Your task
Your task is to extract the lines from the one holding "the child's hair?" through the end of the material. Set them down exactly and add nothing.

Start of Exercise inputs

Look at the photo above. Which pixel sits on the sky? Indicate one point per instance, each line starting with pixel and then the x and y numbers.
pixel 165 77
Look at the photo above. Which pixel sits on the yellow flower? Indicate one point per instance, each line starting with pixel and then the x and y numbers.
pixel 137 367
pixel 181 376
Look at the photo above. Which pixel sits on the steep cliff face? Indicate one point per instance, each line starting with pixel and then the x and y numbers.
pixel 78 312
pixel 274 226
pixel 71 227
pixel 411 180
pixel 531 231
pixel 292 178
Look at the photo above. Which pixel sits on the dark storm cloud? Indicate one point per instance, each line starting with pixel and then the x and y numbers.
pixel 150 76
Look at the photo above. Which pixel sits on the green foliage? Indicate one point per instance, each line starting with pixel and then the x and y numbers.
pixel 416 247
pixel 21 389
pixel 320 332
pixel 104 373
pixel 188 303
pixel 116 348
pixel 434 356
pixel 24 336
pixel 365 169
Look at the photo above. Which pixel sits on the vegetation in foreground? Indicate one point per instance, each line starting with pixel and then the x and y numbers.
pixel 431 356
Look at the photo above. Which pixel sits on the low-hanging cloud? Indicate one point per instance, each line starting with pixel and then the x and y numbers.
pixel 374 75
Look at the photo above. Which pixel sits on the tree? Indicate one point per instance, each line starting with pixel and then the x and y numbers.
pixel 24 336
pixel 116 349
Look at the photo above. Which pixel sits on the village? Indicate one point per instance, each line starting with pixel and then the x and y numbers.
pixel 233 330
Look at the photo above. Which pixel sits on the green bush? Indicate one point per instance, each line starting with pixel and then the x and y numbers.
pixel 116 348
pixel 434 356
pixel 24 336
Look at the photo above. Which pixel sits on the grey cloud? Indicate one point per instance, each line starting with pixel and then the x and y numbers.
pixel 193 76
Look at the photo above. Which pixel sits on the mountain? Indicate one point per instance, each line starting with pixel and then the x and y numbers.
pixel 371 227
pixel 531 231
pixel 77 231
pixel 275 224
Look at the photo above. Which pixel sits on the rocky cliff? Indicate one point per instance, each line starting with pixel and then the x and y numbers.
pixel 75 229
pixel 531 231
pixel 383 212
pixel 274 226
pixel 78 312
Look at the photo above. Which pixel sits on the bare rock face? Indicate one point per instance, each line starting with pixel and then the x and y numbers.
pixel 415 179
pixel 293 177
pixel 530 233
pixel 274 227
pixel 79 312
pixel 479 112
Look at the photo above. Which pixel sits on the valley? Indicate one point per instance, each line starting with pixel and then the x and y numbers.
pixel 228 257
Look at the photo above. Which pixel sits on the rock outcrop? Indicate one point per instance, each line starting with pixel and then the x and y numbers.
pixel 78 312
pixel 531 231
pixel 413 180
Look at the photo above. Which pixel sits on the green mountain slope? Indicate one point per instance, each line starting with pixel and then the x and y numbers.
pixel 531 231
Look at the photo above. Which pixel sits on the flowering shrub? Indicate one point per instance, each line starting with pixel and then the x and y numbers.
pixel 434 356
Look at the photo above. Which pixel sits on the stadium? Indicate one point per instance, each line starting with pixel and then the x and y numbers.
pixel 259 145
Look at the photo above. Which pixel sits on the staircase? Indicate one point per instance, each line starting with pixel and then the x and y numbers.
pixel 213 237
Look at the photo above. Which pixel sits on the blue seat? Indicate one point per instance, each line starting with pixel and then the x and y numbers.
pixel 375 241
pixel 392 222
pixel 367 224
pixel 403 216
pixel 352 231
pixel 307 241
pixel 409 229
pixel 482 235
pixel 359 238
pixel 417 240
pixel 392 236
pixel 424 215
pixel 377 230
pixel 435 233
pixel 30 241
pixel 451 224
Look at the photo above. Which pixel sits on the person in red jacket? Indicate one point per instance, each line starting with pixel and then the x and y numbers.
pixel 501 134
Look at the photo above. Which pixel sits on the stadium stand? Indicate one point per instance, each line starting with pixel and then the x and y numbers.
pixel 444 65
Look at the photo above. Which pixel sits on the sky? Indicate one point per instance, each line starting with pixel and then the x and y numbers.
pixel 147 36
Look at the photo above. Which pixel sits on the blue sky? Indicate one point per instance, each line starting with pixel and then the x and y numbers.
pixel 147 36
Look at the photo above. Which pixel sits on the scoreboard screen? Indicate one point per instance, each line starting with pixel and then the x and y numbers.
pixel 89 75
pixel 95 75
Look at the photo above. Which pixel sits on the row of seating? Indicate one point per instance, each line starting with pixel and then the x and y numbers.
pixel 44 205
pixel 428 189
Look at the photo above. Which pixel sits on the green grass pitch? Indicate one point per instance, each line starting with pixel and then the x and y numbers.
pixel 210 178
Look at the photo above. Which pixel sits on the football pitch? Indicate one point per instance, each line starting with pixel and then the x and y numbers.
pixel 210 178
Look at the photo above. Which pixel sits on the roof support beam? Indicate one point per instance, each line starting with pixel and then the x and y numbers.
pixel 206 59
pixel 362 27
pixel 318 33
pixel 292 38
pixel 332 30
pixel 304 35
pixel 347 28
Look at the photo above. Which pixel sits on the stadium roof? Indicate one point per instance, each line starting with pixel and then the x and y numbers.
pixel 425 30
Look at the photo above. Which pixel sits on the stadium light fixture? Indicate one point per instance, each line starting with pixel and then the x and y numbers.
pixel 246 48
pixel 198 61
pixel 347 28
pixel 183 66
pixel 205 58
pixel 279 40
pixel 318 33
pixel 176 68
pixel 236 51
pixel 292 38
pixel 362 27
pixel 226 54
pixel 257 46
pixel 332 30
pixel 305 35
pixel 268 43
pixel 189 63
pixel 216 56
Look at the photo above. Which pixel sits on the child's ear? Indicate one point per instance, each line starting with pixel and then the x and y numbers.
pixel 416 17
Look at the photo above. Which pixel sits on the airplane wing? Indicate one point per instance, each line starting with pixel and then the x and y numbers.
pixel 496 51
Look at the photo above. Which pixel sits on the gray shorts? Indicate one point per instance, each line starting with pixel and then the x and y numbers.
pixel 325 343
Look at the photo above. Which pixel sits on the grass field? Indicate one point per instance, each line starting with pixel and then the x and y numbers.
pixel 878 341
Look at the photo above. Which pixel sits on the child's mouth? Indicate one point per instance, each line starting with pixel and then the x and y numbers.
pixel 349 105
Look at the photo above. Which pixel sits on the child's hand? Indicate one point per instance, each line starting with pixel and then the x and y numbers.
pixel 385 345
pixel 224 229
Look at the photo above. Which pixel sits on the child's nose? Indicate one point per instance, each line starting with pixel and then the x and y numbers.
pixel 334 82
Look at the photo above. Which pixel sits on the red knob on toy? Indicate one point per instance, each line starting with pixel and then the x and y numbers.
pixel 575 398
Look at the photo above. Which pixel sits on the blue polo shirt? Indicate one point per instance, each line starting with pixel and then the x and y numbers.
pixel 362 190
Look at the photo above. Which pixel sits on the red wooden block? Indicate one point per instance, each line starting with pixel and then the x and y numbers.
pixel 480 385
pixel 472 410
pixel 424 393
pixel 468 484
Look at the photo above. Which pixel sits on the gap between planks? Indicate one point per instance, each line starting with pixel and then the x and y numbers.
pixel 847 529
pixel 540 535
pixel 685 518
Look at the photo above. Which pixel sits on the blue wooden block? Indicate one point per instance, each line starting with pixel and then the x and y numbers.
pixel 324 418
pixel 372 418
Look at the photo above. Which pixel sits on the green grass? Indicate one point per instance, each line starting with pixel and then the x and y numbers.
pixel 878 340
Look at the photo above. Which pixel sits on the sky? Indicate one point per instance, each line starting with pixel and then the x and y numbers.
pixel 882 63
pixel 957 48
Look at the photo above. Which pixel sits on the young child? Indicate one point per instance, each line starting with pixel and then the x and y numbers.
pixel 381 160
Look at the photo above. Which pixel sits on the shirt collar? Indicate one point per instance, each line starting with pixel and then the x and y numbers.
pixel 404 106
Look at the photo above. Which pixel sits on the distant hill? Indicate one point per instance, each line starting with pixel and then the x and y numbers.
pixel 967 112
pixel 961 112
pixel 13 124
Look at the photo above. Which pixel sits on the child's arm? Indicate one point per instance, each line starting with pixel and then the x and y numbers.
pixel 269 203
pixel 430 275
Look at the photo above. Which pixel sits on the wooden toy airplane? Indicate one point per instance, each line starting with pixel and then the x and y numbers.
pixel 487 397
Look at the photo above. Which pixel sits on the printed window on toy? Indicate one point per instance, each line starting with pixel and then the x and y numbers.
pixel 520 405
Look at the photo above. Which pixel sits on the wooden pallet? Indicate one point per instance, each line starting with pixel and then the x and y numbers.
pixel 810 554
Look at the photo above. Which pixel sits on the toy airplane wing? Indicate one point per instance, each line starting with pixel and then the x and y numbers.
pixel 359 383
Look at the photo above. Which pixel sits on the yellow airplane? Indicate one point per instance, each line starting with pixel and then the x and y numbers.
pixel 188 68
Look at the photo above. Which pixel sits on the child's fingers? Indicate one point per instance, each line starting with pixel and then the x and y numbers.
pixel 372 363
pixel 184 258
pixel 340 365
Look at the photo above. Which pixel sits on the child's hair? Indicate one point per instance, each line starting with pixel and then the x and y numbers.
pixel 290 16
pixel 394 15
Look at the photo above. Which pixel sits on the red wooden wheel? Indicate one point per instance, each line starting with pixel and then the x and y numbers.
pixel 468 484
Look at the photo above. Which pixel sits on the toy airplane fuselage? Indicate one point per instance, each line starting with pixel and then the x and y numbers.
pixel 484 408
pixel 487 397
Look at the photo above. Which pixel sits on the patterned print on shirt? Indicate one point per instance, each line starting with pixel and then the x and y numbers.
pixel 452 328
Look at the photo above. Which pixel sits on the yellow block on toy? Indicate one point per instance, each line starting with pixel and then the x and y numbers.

End of Exercise inputs

Result of the exercise
Look at the photo above. Which pixel sits on the child's hair? Indicate one point per instance, each line starting with pixel and then the x and y numbers.
pixel 290 16
pixel 394 15
Look at the photo above. Which pixel sits on the red wooden wheel? Indicate one point per instance, each line starting with pixel and then the x and y numbers.
pixel 468 484
Look at the photo above. Which pixel sits on the toy airplane fuselage? Indicate one point per instance, each line starting with pixel and then the x and y numbers.
pixel 484 408
pixel 487 397
Look at the photo above. Which pixel sits on the patterned print on shirt? Indicate one point per instance, each line starting with pixel and then the x and y numbers.
pixel 452 328
Look at the photo above. Which pixel sits on the yellow block on toy? Indicate one point per instance, each line starting with pixel and then the x and y numbers.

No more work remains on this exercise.